BRIEF:
Answer these questions about the text on how humans and computers play 20 questions:
(a) In the human example, what answer is given to "Is it a mammal?"
(b) Which option does the writer suggest selecting when playing on 20q.net?
(c) Which of the computer's questions does the writer call complete nonsense?

For better or for worse, this is how humans think. They make observations, come up with a theory or pattern, which causes them to make further observations, which leads them to ask certain questions, which may or may not lead them to a decision. This is totally different from how a computer can make these same distinctions. Instead of looking for the “big” evidence which points in one direction, the computer can look at many small items, compare it to some type of database, and can take a bunch of pieces of “small” evidence and turn it into a guess.

The best way that I can describe this is to use the game 20 questions. When humans play it, they typically go through some sort of decision tree, asking a question, then based on the answer pose a new question within that tree. For animal, it might even go through kingdom/phylum etc. (it is a vertebrae? Yes, is it warm-blooded? Yes. Is it a mammal? No. Is it a flightless bird? Yes. Is it an ostrich? No. is it a Penguin? Yes)

Compare that tree of questions to the below, courtesy of 20q.net. (if you’d like to play, for some weird reason select the “think in British” option, it seems to be smarter than the American Version).

1. It is classified as Animal.
2. Can you buy it? No.
3. Can it jump? Yes.
4. Is it ferocious? No.
5. Is it multicoloured? Yes.
6. Is it a type of mineral? No.
7. Is it fluffy? Yes
8. Is it originally from Africa? Sometimes.
9. Does it live in the jungle? No.
10. Is it black? Sometimes.
11. Does it live in trees? No.
12. Would you give it as a gift? No.
13. Does it live in groups (gregarious)? Yes.
14. Does it have a bushy tail? No.
15. Can it be tamed? No.
16. Can it climb? No.
17. Are there many different sorts of it? Yes.

Q18. I am guessing that it is a penguin?
Right

None of those questions seem to follow any sort of pattern (after the initial animal question)- but somehow, taken together, they indicate penguin. None of those seem to hone in on Penguin at all; no question about living in the arctic, swimming, eating fish, or for that matter, even being a bird. Yet based only only those 17 questions (one of which seems like complete nonsense – is it a type of mineral!), the computer somehow knows that I was thinking of Penguin. Note also that most of the questions are completely unlike the children in my story, the computer must be getting a lot of information from the “no” answers.

Dataset records:
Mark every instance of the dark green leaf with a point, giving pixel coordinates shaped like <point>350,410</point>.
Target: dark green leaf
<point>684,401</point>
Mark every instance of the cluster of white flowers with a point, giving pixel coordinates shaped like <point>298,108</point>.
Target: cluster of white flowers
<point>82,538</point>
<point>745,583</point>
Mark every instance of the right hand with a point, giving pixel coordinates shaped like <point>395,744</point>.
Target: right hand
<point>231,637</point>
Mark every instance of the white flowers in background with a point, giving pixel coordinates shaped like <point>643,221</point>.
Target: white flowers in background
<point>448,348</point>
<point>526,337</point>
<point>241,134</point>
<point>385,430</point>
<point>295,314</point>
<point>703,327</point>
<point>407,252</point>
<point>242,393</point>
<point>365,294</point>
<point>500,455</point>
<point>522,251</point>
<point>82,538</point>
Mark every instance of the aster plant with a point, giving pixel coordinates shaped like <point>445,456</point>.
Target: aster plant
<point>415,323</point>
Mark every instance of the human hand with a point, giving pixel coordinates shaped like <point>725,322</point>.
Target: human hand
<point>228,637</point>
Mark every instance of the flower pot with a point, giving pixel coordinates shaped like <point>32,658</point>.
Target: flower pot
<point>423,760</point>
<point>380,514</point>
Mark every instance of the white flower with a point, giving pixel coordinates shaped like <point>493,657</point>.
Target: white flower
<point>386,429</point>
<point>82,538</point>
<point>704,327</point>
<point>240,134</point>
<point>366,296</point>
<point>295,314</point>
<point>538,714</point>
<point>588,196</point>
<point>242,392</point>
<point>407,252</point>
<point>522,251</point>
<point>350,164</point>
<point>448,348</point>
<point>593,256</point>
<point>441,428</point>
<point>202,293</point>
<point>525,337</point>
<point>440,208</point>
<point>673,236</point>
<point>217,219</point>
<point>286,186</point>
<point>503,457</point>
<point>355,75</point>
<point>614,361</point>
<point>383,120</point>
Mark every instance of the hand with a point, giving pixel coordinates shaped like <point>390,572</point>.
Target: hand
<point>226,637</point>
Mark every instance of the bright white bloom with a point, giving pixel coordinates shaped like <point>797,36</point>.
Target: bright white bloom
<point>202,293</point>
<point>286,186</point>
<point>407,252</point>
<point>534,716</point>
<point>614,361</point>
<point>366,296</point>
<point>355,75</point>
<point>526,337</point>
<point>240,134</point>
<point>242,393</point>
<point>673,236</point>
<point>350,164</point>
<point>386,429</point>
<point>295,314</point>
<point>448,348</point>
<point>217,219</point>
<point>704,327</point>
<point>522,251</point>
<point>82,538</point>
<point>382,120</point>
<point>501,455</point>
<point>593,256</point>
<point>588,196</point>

EXERCISE OUTPUT:
(a) No.
(b) The "think in British" option.
(c) "Is it a type of mineral?"